- **Text for analysis**:
- Directed by: Cody Calahan
- Written by: Chad Archibald Cody Calahan
- Starring: Michelle Mylett Cody Ray Thompson Adam Christie
- Cinematography: Jeff Maher
- Edited by: Chad Archibald Cody Calahan
- Music by: Steph Copeland
- Production company: Black Fawn Films Breakthrough Entertainment
- Release date: July 31, 2013 (Fantasia Film Festival);
- Running time: 90 minutes
- Country: Canada
- Language: English

= Antisocial (film) =

Antisocial is a 2013 Canadian horror film and the feature film directorial debut of Cody Calahan. The film had its world premiere on 31 July 2013 at the Fantasia Film Festival and a sequel entitled Antisocial 2 was released in 2015. Both films predominantly center on Sam, a young woman that finds herself in the middle of a pandemic where infected people suddenly begin showing strange symptoms and violent behavior.

Natural-language region descriptions
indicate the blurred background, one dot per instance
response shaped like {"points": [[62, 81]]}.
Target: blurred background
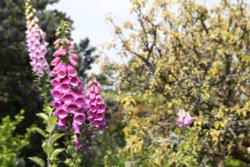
{"points": [[153, 58]]}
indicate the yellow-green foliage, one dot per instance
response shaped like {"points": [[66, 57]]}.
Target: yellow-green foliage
{"points": [[10, 143], [184, 55]]}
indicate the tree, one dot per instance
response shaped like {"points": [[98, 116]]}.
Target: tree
{"points": [[184, 55]]}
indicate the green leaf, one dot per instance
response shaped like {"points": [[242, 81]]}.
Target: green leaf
{"points": [[8, 2], [43, 116], [47, 147], [55, 137], [52, 121], [40, 162], [47, 109], [51, 124], [40, 131], [56, 152]]}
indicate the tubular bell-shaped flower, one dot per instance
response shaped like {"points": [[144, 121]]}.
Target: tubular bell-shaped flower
{"points": [[184, 119], [35, 42], [67, 92], [96, 105]]}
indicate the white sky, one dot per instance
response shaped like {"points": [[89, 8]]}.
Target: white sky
{"points": [[88, 17], [89, 20]]}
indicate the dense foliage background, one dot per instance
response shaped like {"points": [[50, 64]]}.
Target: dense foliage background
{"points": [[178, 55]]}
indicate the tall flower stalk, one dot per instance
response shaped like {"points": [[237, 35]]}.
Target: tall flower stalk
{"points": [[35, 42], [37, 48], [67, 92]]}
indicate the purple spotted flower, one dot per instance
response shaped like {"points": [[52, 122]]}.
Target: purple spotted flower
{"points": [[97, 106], [67, 92], [184, 119], [37, 48]]}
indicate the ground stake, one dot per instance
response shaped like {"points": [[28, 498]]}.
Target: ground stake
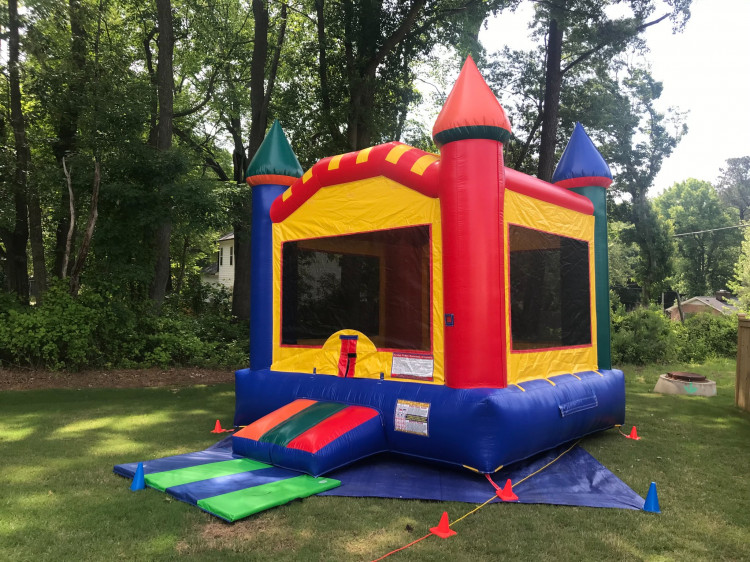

- **Task list**:
1. In the text about the film Antisocial, who is credited with the music?
2. Write out the part of the text about the film Antisocial starting with "Antisocial is a" and going on through "and violent behavior.".
3. Continue the text about the film Antisocial from the point where it stops.
The entries have no connection to the text about the film Antisocial.

- **Task-by-task results**:
1. Steph Copeland

2.
Antisocial is a 2013 Canadian horror film and the feature film directorial debut of Cody Calahan. The film had its world premiere on 31 July 2013 at the Fantasia Film Festival and a sequel entitled Antisocial 2 was released in 2015. Both films predominantly center on Sam, a young woman that finds herself in the middle of a pandemic where infected people suddenly begin showing strange symptoms and violent behavior.

3.
==Synopsis==
Sam is a young college student that has recently been dumped by her boyfriend via video chat. To lift her spirits Sam decides to take her friend Mark up on his offer to attend a small New Year's Eve pre-party. Once there, things seem to be going well until their friend Jed turns on the television, which displays a news story about a seemingly isolated act of violence. The attack proves to be not so isolated as the group soon finds themselves the focus of an attack. Through the news and social media sites the group discovers that there is a new disease that causes various different symptoms, one of which is uncontrolled violence. They board themselves up in their lodgings and initially they believe that they will be fine until some of their friends begin to show symptoms of the disease. The film also follows Brian, a friend of Jed's that is confined to his dorm room and decides that he will chronicle the happenings online via a social media site named Social Redroom.

==Cast==
- Michelle Mylett as Sam Reznor
- Cody Ray Thompson as Mark Archibald
- Adam Christie as Jed Erickson
- Ana Alic as Kaitlin Cosgrove
- Romaine Waite as Steve McDonald
- Ry Barrett as Chad Wilson
- Eitan Shalmon as Brian
- Laurel Brandes as Tara Reiner
- Kate Vokral as Julia
- Charlie Hamilton as Dan Hamilton
- Colin Murphy as The Doctor

==Reception==
Critical reception to Antisocial has been predominantly negative and the film holds a rating of 25% at Rotten Tomatoes, based on 8 reviews.

Shock Till You Drop and Grolsch Film Works both panned the film, the latter writing that "This really is an idea for Generation 2.0 – but the social commentary is short-circuited by Antisocials faulty wiring."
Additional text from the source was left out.